● **Source passage**:

This exercice covers basic notion of filtering in the graph Fourier domain. We will use a nearest-neighbor graph constructed from the Stanford Bunny point cloud included in the PyGSP library.
We construct the normalized graph laplacians from the adjacency matrix and find its spectral decomposition.

In [None]:
import pygsp
from pygsp.graphs import Bunny
from mpl_toolkits.mplot3d import Axes3D # as Axes3d

In [None]:
# Define the graph
G = Bunny()
adjacency = np.asarray(G.W.todense())
n_nodes = adjacency.shape[0]


def plot_bunny(x=None, title='', vlim=[-0.03, 0.03]):
    """ PLot a signal x on the bunny graph. """
    fig = plt.gcf()
    ax = plt.gca()
    if not isinstance(ax, Axes3D):
        ax = plt.subplot(111, projection='3d')
    if x is not None:
        x = np.squeeze(x)
    p = ax.scatter(G.coords[:,0], G.coords[:,1], G.coords[:,2], c=x, marker='o',
                   s=5, cmap='RdBu_r', vmin=vlim[0], vmax=vlim[1])
    ax.view_init(elev=-90, azim=90)
    ax.dist = 7
    ax.set_axis_off()

● **Task instructions**:
a: In the graph filtering excerpt, which point cloud is used to build the nearest-neighbor graph?
b: Return the portion of the graph filtering excerpt starting with "fig = plt.gcf()" and going on through "cmap='RdBu_r', vmin=vlim[0], vmax=vlim[1])", copied verbatim.

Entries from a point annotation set
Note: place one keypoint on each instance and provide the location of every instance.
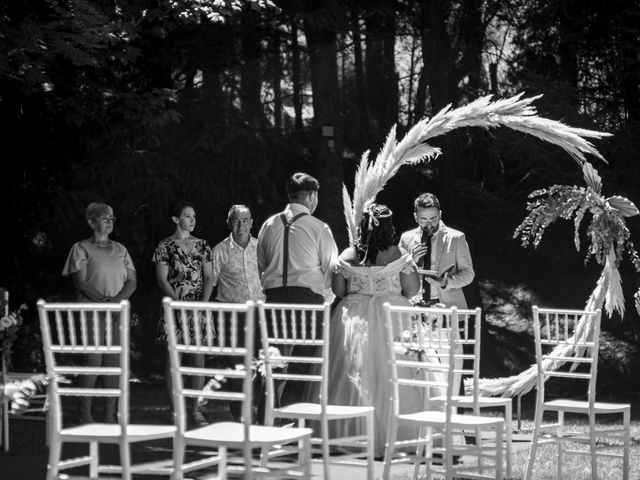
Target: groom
(295, 254)
(434, 246)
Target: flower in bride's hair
(212, 385)
(5, 322)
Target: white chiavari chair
(219, 331)
(468, 371)
(571, 338)
(425, 351)
(69, 331)
(287, 328)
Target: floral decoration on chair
(257, 366)
(9, 325)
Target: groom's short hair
(301, 183)
(426, 200)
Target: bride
(368, 274)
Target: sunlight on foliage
(607, 230)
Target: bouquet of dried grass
(609, 241)
(516, 113)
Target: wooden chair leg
(592, 446)
(125, 461)
(324, 433)
(508, 427)
(370, 446)
(94, 456)
(389, 451)
(560, 444)
(626, 424)
(534, 444)
(178, 459)
(55, 449)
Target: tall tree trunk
(295, 74)
(276, 74)
(630, 72)
(250, 74)
(421, 95)
(568, 50)
(361, 116)
(472, 29)
(381, 77)
(327, 151)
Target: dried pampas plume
(515, 112)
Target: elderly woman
(184, 271)
(102, 271)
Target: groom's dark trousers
(292, 392)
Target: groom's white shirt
(312, 252)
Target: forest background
(138, 103)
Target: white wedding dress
(359, 371)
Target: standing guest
(295, 254)
(102, 271)
(235, 260)
(434, 246)
(369, 274)
(235, 270)
(184, 271)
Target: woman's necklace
(104, 245)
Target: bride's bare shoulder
(349, 256)
(391, 254)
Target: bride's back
(383, 258)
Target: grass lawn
(27, 458)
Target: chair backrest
(284, 326)
(468, 357)
(421, 344)
(72, 330)
(565, 340)
(219, 332)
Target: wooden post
(4, 402)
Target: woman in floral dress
(366, 276)
(184, 271)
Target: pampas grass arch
(607, 230)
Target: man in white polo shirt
(295, 254)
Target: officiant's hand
(439, 282)
(418, 252)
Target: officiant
(441, 250)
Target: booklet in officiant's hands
(435, 274)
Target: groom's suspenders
(285, 245)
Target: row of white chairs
(442, 344)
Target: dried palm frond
(523, 382)
(609, 240)
(516, 113)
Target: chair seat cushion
(468, 400)
(312, 411)
(437, 419)
(111, 432)
(583, 406)
(230, 433)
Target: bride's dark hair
(375, 233)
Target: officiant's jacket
(448, 247)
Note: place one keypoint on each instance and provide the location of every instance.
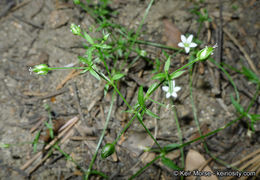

● **Expected answers**:
a: The Stanford Bunny point cloud included in the PyGSP library.

b:
fig = plt.gcf()
    ax = plt.gca()
    if not isinstance(ax, Axes3D):
        ax = plt.subplot(111, projection='3d')
    if x is not None:
        x = np.squeeze(x)
    p = ax.scatter(G.coords[:,0], G.coords[:,1], G.coords[:,2], c=x, marker='o',
                   s=5, cmap='RdBu_r', vmin=vlim[0], vmax=vlim[1])